[BEGIN Excerpted passage]

2016 Emperor's Cup

Tournament details
- Country: Japan
- Dates: 27 August 2016 – 1 January 2017
- Teams: 88

Final positions
- Champions: Kashima Antlers (5th title)
- Runners-up: Kawasaki Frontale

Tournament statistics
- Matches played: 87
- Goals scored: 305 (3.51 per match)

= 2016 Emperor's Cup =

The 96th Emperor's Cup (第96回天皇杯全日本サッカー選手権大会) was the 2016 edition of the annual Japanese national cup tournament, which was held from 27 August 2016 to its final on 1 January 2017.

Kashima Antlers won their fifth title after a 2–1 defeat of Kawasaki Frontale in the final after extra time.

Kashima Antlers would have qualified for the group stage of the 2017 AFC Champions League as the winner, but as they had already earned a spot by winning the 2016 J1 League, Kawasaki Frontale achieved it by way of finishing third in the 2016 J1 League.

[END Excerpted passage]
[BEGIN Records supplied]

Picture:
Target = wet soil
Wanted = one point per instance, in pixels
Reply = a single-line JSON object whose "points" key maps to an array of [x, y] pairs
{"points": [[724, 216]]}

[END Records supplied]

### Job 1:
In the article on the 2016 Emperor's Cup, what was the score of the final between Kashima Antlers and Kawasaki Frontale?
### Job 2:
Write out the stretch of the 2016 Emperor's Cup article from "Kashima Antlers would" through "2016 J1 League.", replacing "spot" with "place".
### Job 3:
Please extend the article on the 2016 Emperor's Cup, picking up right after its final sentence.
The items are material separate from the article on the 2016 Emperor's Cup.

### Task response 1:
Kashima Antlers won 2–1 after extra time.

### Task response 2:
Kashima Antlers would have qualified for the group stage of the 2017 AFC Champions League as the winner, but as they had already earned a place by winning the 2016 J1 League, Kawasaki Frontale achieved it by way of finishing third in the 2016 J1 League.

### Task response 3:
==Calendar==

| Round | Date | Matches | Clubs | New entries this round |
|---|---|---|---|---|
| First Round | 27, 28 August | 36 | 47+1+2+22 → 36 | 47 prefectural cup winners; 1 2015 University championship winner; 22 J2 clubs; 2 second-placed team and playoff winners from the 2015 J2; |
| Second Round | 3, 7 September | 24 | 36+12 → 24 | 12 2015 J1 clubs ranked 5th through 15th, 2015 J2 champions; |
| Third Round | 22 September | 12 | 24 → 12 |  |
| Fourth Round | 9, 12 November | 8 | 12+4 → 8 | 4 Teams qualified for the 2016 AFC Champions League; |
| Quarter-finals | 24 December | 4 | 8 → 4 |  |
| Semi-finals | 29 December | 2 | 4 → 2 |  |
| Final | 1 January 2017 | 1 | 2 → 1 |  |

==Participating clubs==
88 clubs competed in the tournament. Eleven clubs placed 5th through 15th from the 2015 J1 League and the 2015 J2 League champions received a bye to the second round of the tournament; 2016 AFC Champions League participants entered in the fourth round. The remaining teams entered in the first round.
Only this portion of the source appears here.